◆ What you need to do ◆
In the entries that follow, find the line containing "where the stone", then output exactly every line from the first through that one.

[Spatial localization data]
···

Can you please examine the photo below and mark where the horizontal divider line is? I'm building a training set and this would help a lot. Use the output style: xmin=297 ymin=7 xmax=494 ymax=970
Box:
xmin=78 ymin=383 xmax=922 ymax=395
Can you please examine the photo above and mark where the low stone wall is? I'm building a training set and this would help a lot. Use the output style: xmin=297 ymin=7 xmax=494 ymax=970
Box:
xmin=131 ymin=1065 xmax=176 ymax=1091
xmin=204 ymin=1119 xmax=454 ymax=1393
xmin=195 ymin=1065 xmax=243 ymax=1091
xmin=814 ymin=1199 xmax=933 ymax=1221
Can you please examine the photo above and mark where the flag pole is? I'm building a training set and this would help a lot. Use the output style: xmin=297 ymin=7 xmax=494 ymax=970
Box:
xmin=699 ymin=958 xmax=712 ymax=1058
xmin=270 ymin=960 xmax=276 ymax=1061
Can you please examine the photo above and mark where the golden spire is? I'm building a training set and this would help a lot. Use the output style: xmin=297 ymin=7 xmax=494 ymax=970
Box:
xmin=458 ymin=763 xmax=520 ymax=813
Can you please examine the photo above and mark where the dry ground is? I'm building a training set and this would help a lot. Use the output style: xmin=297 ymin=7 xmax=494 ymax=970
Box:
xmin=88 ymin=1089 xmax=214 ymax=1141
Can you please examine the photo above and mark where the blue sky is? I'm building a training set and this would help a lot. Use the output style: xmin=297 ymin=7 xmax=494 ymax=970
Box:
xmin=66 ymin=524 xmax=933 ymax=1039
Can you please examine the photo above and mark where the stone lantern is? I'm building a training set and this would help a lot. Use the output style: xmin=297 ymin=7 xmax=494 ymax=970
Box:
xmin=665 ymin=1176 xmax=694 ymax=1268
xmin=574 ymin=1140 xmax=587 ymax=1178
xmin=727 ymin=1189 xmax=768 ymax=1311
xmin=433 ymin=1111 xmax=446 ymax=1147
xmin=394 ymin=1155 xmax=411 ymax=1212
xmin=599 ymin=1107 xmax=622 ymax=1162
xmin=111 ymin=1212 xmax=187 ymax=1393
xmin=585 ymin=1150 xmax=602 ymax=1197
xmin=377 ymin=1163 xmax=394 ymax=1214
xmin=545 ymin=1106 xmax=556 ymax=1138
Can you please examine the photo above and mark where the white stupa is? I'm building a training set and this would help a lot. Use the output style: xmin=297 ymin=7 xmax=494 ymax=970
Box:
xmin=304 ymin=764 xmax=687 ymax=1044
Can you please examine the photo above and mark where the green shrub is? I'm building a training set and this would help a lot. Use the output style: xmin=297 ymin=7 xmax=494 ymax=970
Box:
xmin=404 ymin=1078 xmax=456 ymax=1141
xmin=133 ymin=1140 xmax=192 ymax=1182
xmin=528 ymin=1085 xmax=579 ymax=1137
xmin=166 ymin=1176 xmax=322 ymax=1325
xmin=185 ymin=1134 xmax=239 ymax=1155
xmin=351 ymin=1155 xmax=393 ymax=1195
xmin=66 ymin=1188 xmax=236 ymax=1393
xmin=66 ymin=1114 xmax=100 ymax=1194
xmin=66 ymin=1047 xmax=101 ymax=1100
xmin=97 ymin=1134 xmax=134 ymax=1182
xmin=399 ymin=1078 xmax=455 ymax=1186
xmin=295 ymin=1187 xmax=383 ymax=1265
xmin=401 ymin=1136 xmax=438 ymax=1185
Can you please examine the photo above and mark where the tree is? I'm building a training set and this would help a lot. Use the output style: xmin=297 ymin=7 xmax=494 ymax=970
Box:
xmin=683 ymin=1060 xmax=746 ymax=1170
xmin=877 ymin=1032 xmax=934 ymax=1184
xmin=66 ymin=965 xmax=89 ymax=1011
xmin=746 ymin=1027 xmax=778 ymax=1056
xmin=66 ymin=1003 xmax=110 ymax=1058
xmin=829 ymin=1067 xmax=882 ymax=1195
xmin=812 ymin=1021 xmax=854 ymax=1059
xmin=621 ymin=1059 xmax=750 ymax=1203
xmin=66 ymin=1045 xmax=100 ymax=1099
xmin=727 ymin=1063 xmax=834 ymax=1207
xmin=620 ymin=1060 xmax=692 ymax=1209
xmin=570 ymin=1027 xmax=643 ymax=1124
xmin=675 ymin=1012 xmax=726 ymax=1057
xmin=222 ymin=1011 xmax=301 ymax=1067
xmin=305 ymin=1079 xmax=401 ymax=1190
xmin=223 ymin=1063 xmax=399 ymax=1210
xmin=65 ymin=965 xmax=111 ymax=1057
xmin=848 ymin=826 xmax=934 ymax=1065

···

◆ Exercise result ◆
Can you please examine the photo below and mark where the horizontal divider line is? I'm building a training set and this would help a lot. Use the output style: xmin=297 ymin=7 xmax=494 ymax=970
Box:
xmin=78 ymin=383 xmax=922 ymax=395
Can you please examine the photo above and mark where the low stone wall is? I'm building a training set and this would help a lot. Use the output style: xmin=297 ymin=7 xmax=494 ymax=970
Box:
xmin=131 ymin=1065 xmax=176 ymax=1091
xmin=204 ymin=1119 xmax=454 ymax=1393
xmin=195 ymin=1065 xmax=243 ymax=1091
xmin=814 ymin=1199 xmax=933 ymax=1221
Can you please examine the photo above and mark where the flag pole is? I'm building a training set and this would help a lot. Use the output style: xmin=297 ymin=7 xmax=494 ymax=970
Box:
xmin=699 ymin=958 xmax=712 ymax=1058
xmin=270 ymin=960 xmax=276 ymax=1061
Can you please examine the photo above and mark where the golden spire is? I'm building a training set and this would help a lot. Use the output style: xmin=297 ymin=7 xmax=494 ymax=970
Box:
xmin=458 ymin=763 xmax=520 ymax=813
Can you please examine the photo above and mark where the dry ground is? I'm building a training set and this would help a lot. Use the output style: xmin=297 ymin=7 xmax=494 ymax=970
Box:
xmin=88 ymin=1089 xmax=214 ymax=1141
Can you please examine the photo above and mark where the blue sky is? I'm building a training set and this would help a lot. Use the output style: xmin=297 ymin=7 xmax=494 ymax=970
Box:
xmin=66 ymin=524 xmax=933 ymax=1039
Can you please examine the photo above and mark where the stone lantern is? I'm building a training set and this would help a lot. Use the output style: xmin=297 ymin=7 xmax=494 ymax=970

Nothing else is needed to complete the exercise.